### [Work required]
Extract every line of the records below that contains the string "stool". Letter case matters.

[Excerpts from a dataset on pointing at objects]
┌────────
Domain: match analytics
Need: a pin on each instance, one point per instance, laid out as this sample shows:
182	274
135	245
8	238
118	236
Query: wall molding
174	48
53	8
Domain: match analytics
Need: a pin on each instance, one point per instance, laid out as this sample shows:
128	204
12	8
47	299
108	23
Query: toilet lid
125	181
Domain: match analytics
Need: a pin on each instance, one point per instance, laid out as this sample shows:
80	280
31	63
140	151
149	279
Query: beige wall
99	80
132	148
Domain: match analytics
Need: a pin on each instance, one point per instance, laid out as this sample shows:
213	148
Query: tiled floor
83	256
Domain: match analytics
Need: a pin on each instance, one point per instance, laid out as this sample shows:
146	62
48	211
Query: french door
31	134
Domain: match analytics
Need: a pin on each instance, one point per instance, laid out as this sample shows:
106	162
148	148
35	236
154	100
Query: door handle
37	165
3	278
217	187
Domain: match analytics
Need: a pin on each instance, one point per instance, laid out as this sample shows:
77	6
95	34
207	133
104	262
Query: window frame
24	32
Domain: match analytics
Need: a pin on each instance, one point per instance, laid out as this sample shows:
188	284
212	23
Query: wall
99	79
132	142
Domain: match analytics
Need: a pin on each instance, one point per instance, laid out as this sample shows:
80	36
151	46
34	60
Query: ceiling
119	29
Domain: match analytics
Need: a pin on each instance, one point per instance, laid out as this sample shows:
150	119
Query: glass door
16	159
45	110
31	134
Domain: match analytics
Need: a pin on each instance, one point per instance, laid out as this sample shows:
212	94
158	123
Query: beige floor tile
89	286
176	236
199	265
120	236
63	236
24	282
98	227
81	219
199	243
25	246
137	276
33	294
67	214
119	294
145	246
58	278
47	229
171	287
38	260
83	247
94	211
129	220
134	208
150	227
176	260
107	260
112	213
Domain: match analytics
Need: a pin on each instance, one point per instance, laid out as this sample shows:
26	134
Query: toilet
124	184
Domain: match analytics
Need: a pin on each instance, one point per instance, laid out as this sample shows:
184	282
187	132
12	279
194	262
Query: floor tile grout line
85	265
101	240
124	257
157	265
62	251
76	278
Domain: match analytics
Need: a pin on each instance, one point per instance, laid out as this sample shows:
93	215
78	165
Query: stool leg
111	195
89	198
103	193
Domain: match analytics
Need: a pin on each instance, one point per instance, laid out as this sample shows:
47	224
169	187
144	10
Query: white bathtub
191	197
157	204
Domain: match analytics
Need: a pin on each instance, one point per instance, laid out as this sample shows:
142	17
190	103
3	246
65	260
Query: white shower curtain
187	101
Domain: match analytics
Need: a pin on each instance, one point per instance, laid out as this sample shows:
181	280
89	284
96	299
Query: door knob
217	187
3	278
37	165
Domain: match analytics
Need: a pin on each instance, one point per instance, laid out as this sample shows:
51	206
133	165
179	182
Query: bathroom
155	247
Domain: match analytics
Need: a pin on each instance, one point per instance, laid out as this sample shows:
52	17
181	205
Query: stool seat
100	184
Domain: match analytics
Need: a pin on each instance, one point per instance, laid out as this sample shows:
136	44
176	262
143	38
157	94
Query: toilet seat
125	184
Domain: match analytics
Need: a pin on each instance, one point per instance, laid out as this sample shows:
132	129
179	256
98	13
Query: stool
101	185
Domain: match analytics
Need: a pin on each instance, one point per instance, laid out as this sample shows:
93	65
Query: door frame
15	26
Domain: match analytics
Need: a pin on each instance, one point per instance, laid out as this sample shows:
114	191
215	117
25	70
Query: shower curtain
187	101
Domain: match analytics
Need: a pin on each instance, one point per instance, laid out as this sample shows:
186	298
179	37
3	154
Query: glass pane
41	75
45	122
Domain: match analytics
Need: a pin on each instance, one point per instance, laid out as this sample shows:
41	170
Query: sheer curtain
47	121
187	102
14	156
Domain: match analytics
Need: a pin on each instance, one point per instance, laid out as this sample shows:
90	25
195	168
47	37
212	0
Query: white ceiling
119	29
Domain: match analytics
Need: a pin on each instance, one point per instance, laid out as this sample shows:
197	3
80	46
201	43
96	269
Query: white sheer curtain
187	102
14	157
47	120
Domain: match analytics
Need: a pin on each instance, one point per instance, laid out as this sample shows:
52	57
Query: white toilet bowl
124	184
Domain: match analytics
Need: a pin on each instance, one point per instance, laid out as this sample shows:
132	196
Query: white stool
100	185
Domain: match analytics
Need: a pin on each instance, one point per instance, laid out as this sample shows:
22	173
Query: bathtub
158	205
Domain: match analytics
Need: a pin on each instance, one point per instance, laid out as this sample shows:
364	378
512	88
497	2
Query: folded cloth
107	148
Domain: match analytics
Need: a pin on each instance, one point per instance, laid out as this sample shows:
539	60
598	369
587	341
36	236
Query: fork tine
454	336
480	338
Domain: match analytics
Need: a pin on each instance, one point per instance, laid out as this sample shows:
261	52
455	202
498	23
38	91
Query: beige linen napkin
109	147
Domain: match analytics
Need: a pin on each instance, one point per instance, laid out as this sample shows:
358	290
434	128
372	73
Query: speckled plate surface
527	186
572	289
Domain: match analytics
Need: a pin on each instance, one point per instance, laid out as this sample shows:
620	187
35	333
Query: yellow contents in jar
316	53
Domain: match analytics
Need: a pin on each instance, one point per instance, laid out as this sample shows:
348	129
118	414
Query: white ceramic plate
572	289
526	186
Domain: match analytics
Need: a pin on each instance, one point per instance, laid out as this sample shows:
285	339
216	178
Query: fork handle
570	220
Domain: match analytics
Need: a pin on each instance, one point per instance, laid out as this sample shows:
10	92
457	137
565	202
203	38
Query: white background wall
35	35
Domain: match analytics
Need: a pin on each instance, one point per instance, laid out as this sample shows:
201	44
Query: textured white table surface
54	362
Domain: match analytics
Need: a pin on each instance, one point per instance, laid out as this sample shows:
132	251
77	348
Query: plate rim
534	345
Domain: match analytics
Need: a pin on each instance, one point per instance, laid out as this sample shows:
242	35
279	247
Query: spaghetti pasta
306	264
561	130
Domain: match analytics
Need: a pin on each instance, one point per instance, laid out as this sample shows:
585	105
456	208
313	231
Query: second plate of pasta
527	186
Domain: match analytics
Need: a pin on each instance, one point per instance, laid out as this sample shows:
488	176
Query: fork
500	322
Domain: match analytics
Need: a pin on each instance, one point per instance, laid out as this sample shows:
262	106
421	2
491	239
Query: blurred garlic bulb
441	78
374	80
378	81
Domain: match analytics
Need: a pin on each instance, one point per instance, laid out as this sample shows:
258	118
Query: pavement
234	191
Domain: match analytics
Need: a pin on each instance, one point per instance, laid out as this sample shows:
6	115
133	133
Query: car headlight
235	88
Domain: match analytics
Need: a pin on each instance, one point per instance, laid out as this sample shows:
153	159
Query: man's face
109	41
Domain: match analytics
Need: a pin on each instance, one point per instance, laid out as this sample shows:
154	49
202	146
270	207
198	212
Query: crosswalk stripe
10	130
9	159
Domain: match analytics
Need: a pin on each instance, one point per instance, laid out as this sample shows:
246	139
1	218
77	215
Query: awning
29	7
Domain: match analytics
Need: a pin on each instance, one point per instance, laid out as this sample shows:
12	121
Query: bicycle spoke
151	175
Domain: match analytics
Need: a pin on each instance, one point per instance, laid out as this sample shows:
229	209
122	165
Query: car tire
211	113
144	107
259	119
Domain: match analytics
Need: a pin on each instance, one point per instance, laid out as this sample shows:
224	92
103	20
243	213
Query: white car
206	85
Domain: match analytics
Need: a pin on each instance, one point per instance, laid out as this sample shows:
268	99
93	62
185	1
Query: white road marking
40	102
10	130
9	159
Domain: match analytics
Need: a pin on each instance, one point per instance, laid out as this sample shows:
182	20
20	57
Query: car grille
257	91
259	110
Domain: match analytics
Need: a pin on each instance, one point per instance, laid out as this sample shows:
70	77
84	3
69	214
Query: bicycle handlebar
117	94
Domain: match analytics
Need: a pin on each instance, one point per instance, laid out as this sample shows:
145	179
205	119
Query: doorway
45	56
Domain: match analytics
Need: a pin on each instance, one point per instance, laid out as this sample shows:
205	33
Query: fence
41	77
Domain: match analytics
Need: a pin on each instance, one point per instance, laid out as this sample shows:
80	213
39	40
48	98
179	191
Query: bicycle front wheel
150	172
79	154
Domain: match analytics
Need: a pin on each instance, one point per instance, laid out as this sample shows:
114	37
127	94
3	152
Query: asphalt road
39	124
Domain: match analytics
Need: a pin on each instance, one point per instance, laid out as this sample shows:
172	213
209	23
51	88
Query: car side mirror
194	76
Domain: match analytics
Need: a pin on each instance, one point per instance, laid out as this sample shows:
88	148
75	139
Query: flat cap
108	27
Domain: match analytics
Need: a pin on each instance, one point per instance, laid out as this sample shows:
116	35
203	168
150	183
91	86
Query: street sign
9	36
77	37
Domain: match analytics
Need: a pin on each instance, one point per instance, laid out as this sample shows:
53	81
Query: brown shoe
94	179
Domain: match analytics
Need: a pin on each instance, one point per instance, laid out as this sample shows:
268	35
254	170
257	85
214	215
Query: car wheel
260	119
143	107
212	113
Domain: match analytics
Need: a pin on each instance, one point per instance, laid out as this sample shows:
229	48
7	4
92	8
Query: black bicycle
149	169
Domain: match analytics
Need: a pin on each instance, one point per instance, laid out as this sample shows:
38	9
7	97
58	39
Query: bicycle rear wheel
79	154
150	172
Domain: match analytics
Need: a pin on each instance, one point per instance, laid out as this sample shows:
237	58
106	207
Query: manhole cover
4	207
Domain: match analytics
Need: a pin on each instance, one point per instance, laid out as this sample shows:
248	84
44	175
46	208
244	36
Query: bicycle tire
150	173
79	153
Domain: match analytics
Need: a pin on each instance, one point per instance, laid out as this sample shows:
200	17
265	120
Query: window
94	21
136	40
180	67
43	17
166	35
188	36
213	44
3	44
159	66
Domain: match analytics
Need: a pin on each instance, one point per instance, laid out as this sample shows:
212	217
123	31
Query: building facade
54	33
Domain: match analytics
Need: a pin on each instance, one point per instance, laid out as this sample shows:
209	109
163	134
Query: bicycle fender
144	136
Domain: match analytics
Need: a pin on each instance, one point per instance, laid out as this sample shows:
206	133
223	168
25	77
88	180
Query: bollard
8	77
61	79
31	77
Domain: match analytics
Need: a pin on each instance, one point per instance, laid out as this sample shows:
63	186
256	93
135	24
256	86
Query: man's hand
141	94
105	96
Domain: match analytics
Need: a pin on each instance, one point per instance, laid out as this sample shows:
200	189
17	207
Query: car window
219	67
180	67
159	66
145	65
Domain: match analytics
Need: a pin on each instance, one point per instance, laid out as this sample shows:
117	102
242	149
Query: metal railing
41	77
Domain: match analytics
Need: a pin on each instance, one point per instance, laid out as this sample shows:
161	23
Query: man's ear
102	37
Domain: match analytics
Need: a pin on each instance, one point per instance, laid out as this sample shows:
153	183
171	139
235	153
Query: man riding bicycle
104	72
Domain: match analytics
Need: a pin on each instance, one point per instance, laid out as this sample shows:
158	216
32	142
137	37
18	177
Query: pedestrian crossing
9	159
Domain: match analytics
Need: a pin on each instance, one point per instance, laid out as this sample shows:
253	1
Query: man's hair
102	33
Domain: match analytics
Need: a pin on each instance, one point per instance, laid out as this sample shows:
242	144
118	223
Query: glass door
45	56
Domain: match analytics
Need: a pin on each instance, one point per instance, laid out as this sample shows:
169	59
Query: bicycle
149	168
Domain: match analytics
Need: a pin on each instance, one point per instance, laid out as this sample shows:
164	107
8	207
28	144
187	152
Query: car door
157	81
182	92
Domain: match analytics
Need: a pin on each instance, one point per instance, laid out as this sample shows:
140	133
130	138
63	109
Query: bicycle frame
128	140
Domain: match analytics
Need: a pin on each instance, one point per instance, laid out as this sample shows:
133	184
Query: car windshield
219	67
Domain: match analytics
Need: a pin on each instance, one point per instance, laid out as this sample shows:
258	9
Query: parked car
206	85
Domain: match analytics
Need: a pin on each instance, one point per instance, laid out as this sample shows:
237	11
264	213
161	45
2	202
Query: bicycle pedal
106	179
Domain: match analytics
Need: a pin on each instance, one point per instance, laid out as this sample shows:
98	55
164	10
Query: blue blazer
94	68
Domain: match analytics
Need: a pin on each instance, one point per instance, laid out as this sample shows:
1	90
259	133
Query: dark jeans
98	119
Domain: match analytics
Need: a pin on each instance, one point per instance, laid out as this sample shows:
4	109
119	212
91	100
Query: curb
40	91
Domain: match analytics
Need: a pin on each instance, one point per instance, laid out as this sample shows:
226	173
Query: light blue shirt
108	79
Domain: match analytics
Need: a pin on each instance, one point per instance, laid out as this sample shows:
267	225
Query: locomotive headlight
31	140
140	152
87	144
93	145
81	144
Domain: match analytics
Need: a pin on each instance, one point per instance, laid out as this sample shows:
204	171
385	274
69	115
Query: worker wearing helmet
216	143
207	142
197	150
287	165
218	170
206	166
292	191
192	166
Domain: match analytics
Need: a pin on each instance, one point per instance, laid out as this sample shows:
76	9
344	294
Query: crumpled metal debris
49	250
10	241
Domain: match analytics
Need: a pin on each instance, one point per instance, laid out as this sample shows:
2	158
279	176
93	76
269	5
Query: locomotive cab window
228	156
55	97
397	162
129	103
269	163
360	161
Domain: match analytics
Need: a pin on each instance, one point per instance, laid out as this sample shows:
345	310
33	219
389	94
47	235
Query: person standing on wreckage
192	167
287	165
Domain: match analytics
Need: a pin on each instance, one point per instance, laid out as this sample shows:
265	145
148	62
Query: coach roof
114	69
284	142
└────────
### [The solution]
Query: stool leg
Query: stool seat
Query: stool
Query: white stool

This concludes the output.